[Pointing and labeling entries]
*-*-*
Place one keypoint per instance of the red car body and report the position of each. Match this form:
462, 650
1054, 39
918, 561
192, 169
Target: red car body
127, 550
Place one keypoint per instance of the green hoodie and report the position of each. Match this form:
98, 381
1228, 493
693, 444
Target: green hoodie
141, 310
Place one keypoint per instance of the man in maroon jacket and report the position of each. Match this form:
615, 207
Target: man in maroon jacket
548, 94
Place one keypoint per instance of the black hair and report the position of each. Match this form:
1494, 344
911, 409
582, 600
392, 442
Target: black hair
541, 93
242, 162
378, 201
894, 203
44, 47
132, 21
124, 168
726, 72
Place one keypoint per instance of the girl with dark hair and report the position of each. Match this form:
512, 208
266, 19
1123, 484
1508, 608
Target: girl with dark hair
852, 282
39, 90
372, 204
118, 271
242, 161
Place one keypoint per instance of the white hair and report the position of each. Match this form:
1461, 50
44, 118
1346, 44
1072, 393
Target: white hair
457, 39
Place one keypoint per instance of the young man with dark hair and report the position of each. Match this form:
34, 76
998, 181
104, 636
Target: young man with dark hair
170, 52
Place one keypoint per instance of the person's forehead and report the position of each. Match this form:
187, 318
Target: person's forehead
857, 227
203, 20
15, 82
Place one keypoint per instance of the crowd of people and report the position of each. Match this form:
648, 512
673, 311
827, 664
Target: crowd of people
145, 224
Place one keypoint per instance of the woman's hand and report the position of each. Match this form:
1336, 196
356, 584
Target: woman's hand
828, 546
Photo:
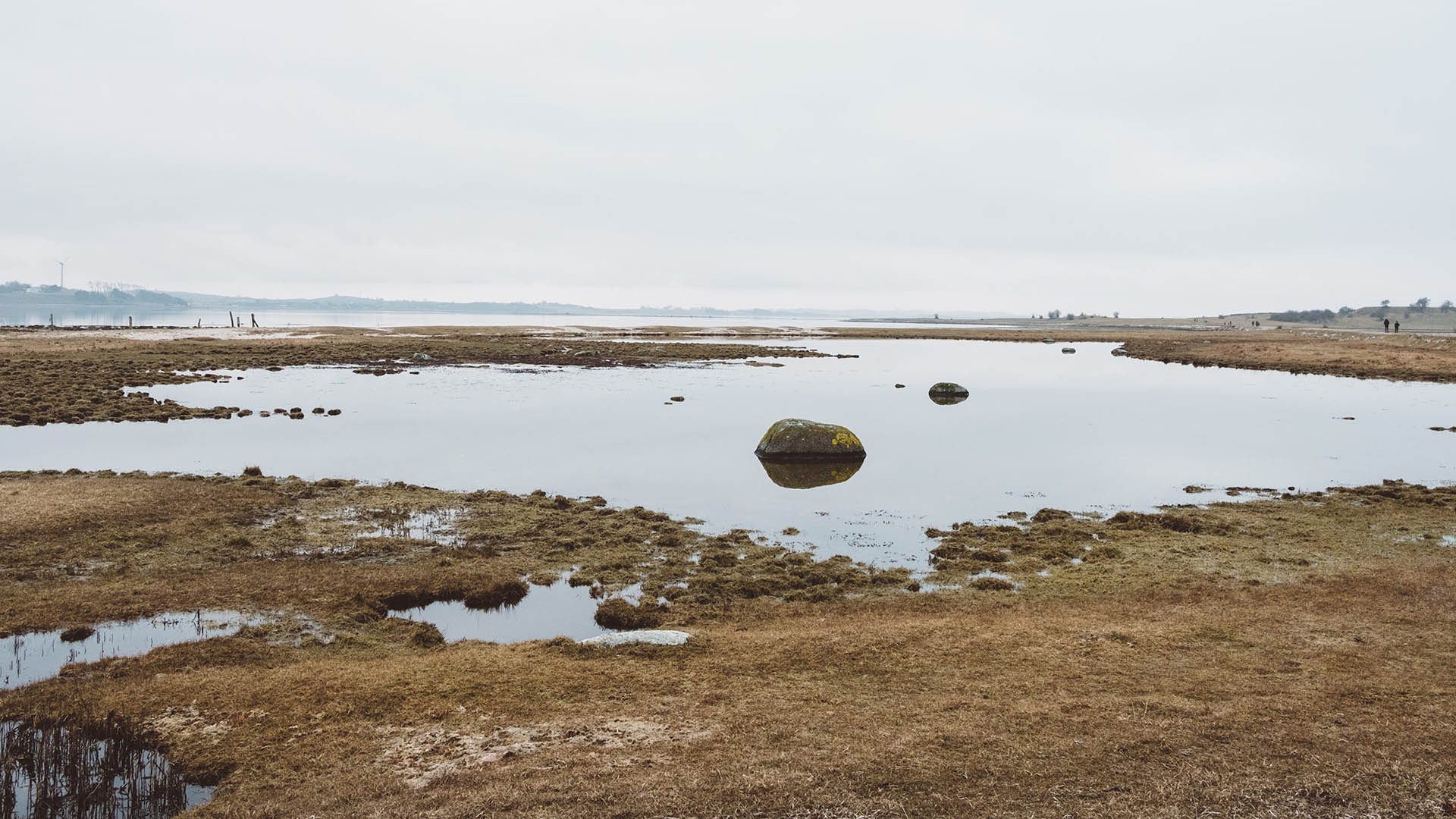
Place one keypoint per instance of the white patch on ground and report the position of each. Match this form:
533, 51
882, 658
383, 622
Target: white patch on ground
422, 755
178, 723
645, 637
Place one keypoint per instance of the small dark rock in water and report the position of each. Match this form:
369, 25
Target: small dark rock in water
799, 441
946, 394
623, 615
77, 632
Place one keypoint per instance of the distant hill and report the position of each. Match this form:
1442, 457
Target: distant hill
18, 295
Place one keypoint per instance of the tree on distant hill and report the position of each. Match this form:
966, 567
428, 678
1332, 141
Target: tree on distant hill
1302, 316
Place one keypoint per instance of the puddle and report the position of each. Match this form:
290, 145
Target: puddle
88, 771
33, 657
1040, 428
546, 611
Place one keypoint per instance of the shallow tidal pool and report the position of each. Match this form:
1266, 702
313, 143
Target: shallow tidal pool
1040, 428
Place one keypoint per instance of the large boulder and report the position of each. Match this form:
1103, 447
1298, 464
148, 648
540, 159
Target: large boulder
795, 439
808, 474
949, 388
948, 392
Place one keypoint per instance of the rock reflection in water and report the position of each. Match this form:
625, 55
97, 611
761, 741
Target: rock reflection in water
93, 771
808, 474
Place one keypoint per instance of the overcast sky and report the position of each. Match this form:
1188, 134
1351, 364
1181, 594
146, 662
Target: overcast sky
1153, 158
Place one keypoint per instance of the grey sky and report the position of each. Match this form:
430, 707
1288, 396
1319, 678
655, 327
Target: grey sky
1139, 156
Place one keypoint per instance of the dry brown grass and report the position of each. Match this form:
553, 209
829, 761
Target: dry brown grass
1324, 698
88, 547
1354, 354
1158, 682
50, 378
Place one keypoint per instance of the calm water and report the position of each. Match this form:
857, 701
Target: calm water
546, 611
1040, 428
359, 318
104, 771
30, 657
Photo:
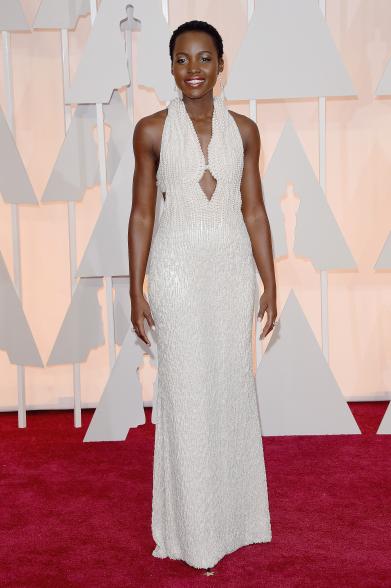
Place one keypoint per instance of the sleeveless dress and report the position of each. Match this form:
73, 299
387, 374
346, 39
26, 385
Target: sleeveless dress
209, 481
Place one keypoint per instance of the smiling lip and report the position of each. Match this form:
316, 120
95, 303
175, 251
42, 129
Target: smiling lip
195, 81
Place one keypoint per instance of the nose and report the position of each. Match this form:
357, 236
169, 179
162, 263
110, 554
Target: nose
194, 66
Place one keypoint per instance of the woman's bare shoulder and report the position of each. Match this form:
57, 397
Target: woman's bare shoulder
148, 129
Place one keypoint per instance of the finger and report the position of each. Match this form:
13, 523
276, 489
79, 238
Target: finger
141, 333
150, 320
269, 324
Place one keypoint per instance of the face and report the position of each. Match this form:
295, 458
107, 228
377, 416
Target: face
195, 65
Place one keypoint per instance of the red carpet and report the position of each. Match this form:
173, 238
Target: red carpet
78, 514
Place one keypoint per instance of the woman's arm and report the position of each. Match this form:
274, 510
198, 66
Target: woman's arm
257, 222
141, 220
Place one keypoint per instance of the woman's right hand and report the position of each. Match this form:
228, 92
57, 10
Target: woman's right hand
140, 310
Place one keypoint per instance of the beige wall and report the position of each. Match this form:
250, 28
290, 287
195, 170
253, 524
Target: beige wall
358, 190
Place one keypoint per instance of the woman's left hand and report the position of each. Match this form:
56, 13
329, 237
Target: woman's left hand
268, 303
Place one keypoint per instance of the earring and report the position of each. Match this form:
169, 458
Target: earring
178, 90
221, 88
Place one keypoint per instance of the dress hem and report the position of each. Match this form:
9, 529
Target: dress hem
161, 554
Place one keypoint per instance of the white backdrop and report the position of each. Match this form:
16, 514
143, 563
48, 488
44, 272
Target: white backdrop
357, 190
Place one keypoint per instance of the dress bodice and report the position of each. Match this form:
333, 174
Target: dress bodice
182, 161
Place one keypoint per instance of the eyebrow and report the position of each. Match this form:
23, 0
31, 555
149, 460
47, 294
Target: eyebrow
202, 51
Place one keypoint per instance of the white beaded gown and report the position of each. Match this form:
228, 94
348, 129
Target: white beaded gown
*-*-*
▶ _Requirement_:
Rewrite every line of the material, starting at the line containing "Place one keypoint per instance of the earring" and ending at the last line. Increase each answer keypoint coordinate by 76.

▶ _Written answer_:
Place one keypoint per instance of the earring and report the position of each. Match this form:
169, 458
Target: earring
254, 166
297, 164
Place one keypoint per instance of the dress hem and report the position of each. Match this form:
9, 529
Target: dress hem
237, 630
Place one keypoint per instance of the white backdrop and report the position of each. Match this form:
16, 514
143, 563
48, 488
44, 272
Target: white backdrop
433, 266
Place one keypoint per instance of the dress bodice and report the position of each. Match this form:
333, 174
Target: dress bodice
258, 237
Place one keypoint per instance of the eyebrow and report the position of each. Match this form:
23, 0
31, 555
149, 460
47, 294
Target: eyebrow
278, 127
Place one keypoint per instance of the white beaded gown and report the position of each. Match this form:
228, 94
348, 129
Target: white beaded gown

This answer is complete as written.